Material for this task:
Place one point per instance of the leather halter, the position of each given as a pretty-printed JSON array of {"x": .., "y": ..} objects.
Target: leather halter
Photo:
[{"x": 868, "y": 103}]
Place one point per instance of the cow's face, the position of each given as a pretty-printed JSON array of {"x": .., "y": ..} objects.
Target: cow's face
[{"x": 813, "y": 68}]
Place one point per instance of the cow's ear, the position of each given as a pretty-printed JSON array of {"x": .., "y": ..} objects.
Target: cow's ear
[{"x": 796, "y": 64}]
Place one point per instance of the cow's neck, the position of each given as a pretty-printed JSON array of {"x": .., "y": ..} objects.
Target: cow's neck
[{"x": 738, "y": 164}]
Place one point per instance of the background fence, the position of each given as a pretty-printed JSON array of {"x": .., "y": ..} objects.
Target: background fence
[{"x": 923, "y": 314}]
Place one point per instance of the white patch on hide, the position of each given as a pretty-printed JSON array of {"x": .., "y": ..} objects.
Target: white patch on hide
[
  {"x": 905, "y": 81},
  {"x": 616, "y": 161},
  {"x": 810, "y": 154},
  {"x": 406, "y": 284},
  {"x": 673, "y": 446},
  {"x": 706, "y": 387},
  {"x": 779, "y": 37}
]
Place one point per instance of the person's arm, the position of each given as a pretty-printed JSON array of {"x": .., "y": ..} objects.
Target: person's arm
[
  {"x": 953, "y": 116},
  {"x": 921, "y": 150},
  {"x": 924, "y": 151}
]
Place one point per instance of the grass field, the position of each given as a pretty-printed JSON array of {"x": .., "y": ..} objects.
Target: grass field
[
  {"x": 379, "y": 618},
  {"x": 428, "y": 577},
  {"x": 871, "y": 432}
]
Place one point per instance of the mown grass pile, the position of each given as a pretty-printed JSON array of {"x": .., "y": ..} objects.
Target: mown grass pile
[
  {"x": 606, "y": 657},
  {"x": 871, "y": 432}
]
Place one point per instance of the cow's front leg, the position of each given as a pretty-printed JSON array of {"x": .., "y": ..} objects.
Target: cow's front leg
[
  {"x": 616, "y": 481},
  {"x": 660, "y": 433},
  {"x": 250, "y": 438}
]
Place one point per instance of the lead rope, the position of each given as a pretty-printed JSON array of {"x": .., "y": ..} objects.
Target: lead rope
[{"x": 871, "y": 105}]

Goal of the exercise:
What you copy out must be exactly the lines from the line containing "Place one point per instance of the grass" through the end of the records.

Solution to the problem:
Place one point per instance of the grass field, the position of each given as a pretty-printed JSON array of {"x": .., "y": ..} objects.
Target: grass field
[
  {"x": 379, "y": 618},
  {"x": 428, "y": 577},
  {"x": 871, "y": 432}
]
Place one point per instance of the mown grass pile, the position of each given as a pretty-printed JSON array of {"x": .., "y": ..} objects.
Target: mown grass pile
[
  {"x": 606, "y": 657},
  {"x": 871, "y": 432}
]
Place one point per instance of the cow's front leg, the position of each given as a pretty-printed JSON array of {"x": .., "y": ..} objects.
Target: cow's front leg
[
  {"x": 616, "y": 481},
  {"x": 660, "y": 433},
  {"x": 250, "y": 438}
]
Place one point per instance of the lead rope, the position of each given as a pretty-printed JSON array of {"x": .., "y": ..} objects.
Target: lead rope
[{"x": 871, "y": 105}]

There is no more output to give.